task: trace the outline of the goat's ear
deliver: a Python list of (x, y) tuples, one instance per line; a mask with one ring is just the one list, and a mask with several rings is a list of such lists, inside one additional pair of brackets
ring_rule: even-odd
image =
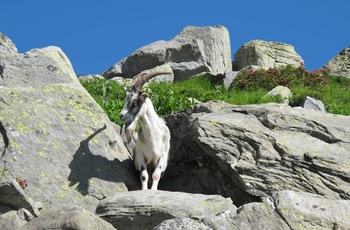
[(148, 97), (148, 94), (147, 93), (142, 93), (141, 96), (140, 96), (140, 100), (142, 102), (144, 102), (146, 100), (146, 98)]

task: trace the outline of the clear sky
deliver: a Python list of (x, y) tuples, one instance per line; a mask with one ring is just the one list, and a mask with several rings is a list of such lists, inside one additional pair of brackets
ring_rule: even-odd
[(0, 0), (0, 32), (20, 53), (59, 46), (86, 75), (186, 26), (223, 25), (232, 57), (253, 39), (278, 41), (314, 70), (350, 45), (349, 9), (349, 0)]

> [Exercise directions]
Tell how many lines of the data above include the string "outline", with no other text in the answer.

> [Response to this task]
2